### REQUIREMENT 1
Answer these questions from the article about Katherine Arkell's play therapy practice:
(a) Where has Arkell opened her new private practice?
(b) Through which organization is Arkell accredited?
(c) What is Arkell's only rule in the play room?
### REQUIREMENT 2
Reproduce the article about Katherine Arkell's play therapy practice word for word, starting at "2013-07-11 / News" and ending at "isn’t like most.".

### TEXT UNDER STUDY
2013-07-11 / News

Toys play their role in new therapist’s practice

BY ERIN MCGRATH


Therapist Katherine Arkell is shown with the toys she utilizes as part of her treatment process with children. 
Photo by Erin McGrath Therapist Katherine Arkell is shown with the toys she utilizes as part of her treatment process with children. Photo by Erin McGrath The front room of Katherine Arkell’s therapy office isn’t like most.

Instead of groups of comfortable couches, or that iconic brown-leather chaise lounge, there are plastic dragons, stuffed animals, toy fire trucks and a fully-stocked Fischer Price play kitchen.

The newest licensed social worker in town, Arkell is also a registered play therapist supervisor, and has recently opened up a new private practice on State Street near the Center Road intersection.

“Who doesn’t like to play? It relaxes people and the focus is taken off the child and the issue, and put into a realm they are comfortable with,” Arkell said about the type of therapy she specializes in. “Therapy doesn’t have to be drudgery. We laugh and play and we’re healing as well. It is purposeful play. It’s not just random. My toys are selected with certain intent in mind.”

According to the Association for Play Therapy, the world-wide organization that Arkell is accredited through, play therapy is a “structured, theoretically based approach” to therapy that builds on the normal learning and communication processes of children. Therapists use play to help children express what is troubling them when verbal language fails.

In her office, Arkell said, the children lead the therapy session.

“Sometimes I’ll have an activity planned that is centered on what we are working on, like social skills or reducing anxiety,” she said. “It could be about feelings identification, but they are in charge. My only rule in the play room is that no one gets hurt. When a child goes in there, it is their time, it is all about them, and they get to decide what they want to do.”

### INFORMATION PROVIDED
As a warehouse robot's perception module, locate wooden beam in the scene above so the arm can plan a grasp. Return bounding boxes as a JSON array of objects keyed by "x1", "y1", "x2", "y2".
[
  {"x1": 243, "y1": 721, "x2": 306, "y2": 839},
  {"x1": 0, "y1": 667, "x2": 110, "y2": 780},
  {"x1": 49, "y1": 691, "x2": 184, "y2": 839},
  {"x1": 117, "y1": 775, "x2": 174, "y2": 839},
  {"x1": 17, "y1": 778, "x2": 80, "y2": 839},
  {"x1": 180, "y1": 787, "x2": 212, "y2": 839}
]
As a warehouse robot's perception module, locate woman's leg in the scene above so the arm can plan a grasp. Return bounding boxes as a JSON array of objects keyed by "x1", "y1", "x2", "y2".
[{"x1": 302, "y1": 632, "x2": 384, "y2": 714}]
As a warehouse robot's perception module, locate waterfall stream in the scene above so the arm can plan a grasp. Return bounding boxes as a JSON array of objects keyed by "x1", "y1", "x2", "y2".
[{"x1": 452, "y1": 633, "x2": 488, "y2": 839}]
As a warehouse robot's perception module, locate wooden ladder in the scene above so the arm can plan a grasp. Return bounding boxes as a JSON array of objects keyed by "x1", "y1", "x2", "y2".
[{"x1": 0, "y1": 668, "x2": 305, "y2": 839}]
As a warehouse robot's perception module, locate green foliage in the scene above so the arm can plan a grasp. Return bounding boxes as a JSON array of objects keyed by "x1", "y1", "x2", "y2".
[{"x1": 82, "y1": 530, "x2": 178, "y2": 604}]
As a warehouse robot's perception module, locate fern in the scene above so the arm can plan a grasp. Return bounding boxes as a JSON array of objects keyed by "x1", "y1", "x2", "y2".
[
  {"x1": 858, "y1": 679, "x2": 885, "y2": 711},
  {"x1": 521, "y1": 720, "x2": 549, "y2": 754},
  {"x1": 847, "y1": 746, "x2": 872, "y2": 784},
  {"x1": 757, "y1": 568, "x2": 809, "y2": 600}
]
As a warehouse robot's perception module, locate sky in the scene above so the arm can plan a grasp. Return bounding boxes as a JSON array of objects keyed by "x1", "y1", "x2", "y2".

### EXERCISE RESPONSE 1
(a) On State Street near the Center Road intersection.
(b) The Association for Play Therapy.
(c) No one gets hurt.

### EXERCISE RESPONSE 2
2013-07-11 / News

Toys play their role in new therapist’s practice

BY ERIN MCGRATH


Therapist Katherine Arkell is shown with the toys she utilizes as part of her treatment process with children. 
Photo by Erin McGrath Therapist Katherine Arkell is shown with the toys she utilizes as part of her treatment process with children. Photo by Erin McGrath The front room of Katherine Arkell’s therapy office isn’t like most.